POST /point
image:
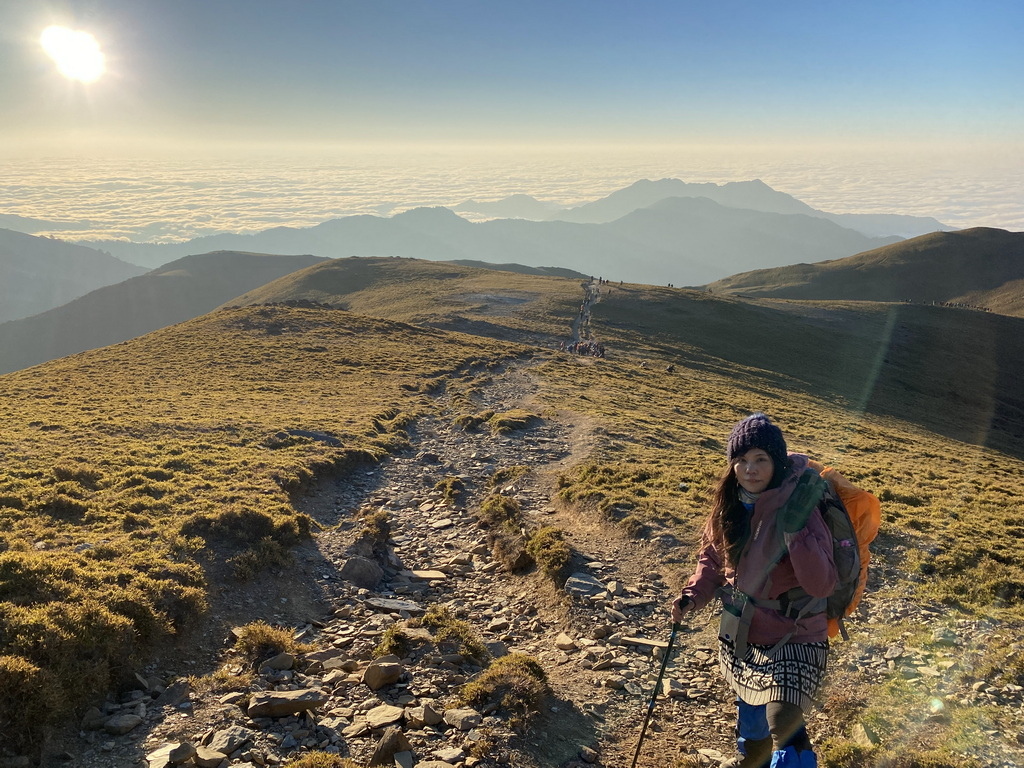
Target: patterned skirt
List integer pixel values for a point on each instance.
(793, 675)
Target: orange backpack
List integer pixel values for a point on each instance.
(864, 515)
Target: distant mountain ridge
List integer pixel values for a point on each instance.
(688, 241)
(980, 266)
(755, 195)
(176, 292)
(39, 273)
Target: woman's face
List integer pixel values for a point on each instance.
(754, 470)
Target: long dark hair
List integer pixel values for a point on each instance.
(728, 524)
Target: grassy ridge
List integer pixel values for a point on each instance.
(902, 398)
(131, 473)
(980, 266)
(128, 470)
(531, 308)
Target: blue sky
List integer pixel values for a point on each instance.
(524, 73)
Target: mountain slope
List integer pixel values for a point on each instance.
(656, 252)
(38, 273)
(179, 291)
(950, 372)
(141, 481)
(516, 306)
(980, 266)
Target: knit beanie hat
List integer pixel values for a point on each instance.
(758, 431)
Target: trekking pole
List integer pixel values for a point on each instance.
(653, 695)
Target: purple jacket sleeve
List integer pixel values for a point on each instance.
(709, 576)
(810, 554)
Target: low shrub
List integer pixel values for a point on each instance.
(470, 422)
(394, 640)
(516, 683)
(266, 553)
(501, 511)
(452, 488)
(511, 421)
(376, 527)
(222, 680)
(446, 628)
(548, 547)
(30, 699)
(259, 641)
(321, 760)
(506, 475)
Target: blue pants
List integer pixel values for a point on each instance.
(752, 725)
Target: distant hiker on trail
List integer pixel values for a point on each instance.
(765, 537)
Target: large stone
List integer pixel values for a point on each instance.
(181, 753)
(207, 758)
(361, 571)
(426, 576)
(564, 642)
(175, 693)
(279, 704)
(121, 724)
(450, 755)
(425, 714)
(377, 675)
(584, 585)
(92, 720)
(391, 742)
(390, 605)
(384, 715)
(229, 739)
(464, 719)
(282, 662)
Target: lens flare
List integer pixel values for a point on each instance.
(76, 52)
══════════
• EXERCISE GOAL: Reproduce the rows starting at the line containing "Target: purple jacket sleeve" and ending with the last row above, renaming "large stone" to "boulder" and leaving everything else unchanged.

• ANSWER FOR THE TASK:
Target: purple jacket sleeve
List integer pixel values for a point on each instance.
(709, 576)
(810, 554)
Target: low shrub
List integer pixel values for a point on each instance.
(470, 422)
(394, 640)
(516, 683)
(266, 553)
(501, 511)
(452, 488)
(511, 421)
(376, 527)
(222, 680)
(446, 628)
(548, 547)
(30, 699)
(259, 641)
(321, 760)
(506, 475)
Target: blue pants
List integer pixel values for a point on each instance.
(752, 725)
Target: distant hiker on trail
List integer pixel values for a point on each instance.
(765, 537)
Target: boulder
List integer pixel values for a point on each instance.
(181, 753)
(207, 758)
(361, 571)
(426, 576)
(564, 642)
(175, 693)
(279, 704)
(121, 724)
(450, 755)
(425, 714)
(377, 675)
(584, 585)
(92, 720)
(391, 742)
(390, 605)
(384, 715)
(229, 739)
(464, 719)
(282, 662)
Target: lens flare
List integer pixel values for a point on each instance.
(76, 52)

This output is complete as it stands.